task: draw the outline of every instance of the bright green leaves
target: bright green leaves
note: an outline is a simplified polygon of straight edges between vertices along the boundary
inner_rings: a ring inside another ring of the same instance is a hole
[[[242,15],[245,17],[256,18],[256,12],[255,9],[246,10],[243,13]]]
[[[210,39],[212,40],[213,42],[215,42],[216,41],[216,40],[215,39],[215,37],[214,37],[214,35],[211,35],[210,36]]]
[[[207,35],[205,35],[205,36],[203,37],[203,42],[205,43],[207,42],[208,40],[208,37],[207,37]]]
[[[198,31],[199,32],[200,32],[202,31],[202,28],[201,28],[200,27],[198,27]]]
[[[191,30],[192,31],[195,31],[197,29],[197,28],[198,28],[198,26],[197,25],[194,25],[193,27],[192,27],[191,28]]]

········

» **Directions for this task**
Please reproduce every item above line for line, requests included, and shift the outlines by adding 39 to each vertex coordinate in the answers, both x and y.

» **The output**
task: draw the outline of every instance of the bright green leaves
target: bright green leaves
note: an outline is a simplified polygon of straight edges between vertices along the boundary
inner_rings: a ring inside another ring of the same instance is a hole
[[[281,54],[284,56],[295,57],[295,51],[294,48],[285,49],[282,52]]]
[[[249,78],[251,79],[252,81],[254,81],[255,80],[255,79],[254,78],[254,76],[253,76],[253,74],[250,74],[249,75]]]
[[[246,74],[244,74],[244,75],[242,76],[242,81],[244,82],[246,81],[247,79],[247,76],[246,76]]]
[[[237,70],[238,71],[239,71],[241,70],[241,67],[240,67],[239,66],[237,66]]]
[[[230,69],[231,70],[234,70],[236,68],[236,67],[237,67],[237,65],[236,64],[233,64],[232,66],[231,66],[230,67]]]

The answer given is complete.